▶ [Aim of the task]:
Exactly as shown below, retype every line of the data.

Point localization data:
────────────────────────────────────────
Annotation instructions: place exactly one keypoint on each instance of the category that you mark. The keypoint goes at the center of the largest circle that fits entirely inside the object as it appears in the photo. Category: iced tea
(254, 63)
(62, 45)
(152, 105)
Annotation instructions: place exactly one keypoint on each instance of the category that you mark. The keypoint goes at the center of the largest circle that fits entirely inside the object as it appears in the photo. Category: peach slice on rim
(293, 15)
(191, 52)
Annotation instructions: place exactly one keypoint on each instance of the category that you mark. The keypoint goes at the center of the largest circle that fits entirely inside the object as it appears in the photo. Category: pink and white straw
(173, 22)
────────────────────────────────────────
▶ [Written answer]:
Annotation instructions: place exactly one keypoint on each instance of the category that you mark. The keypoint goes at the center of the largest circle that fits entirely inside the object as it appears in the photo. Category: iced tea
(254, 63)
(62, 45)
(152, 105)
Annotation instructions: place exactly one keypoint on each instance of the category that you mark. The keypoint goes at the center of the largest circle that fits entirely inside the object as it appears in the photo. Category: peach slice on rim
(293, 15)
(191, 52)
Annotation instructions: place exactly one keypoint on each instance of the category that you mark. The keypoint goes at the center of the largest circle that fits entirely inside the object as it appears in the photo. Category: pink and white straw
(173, 22)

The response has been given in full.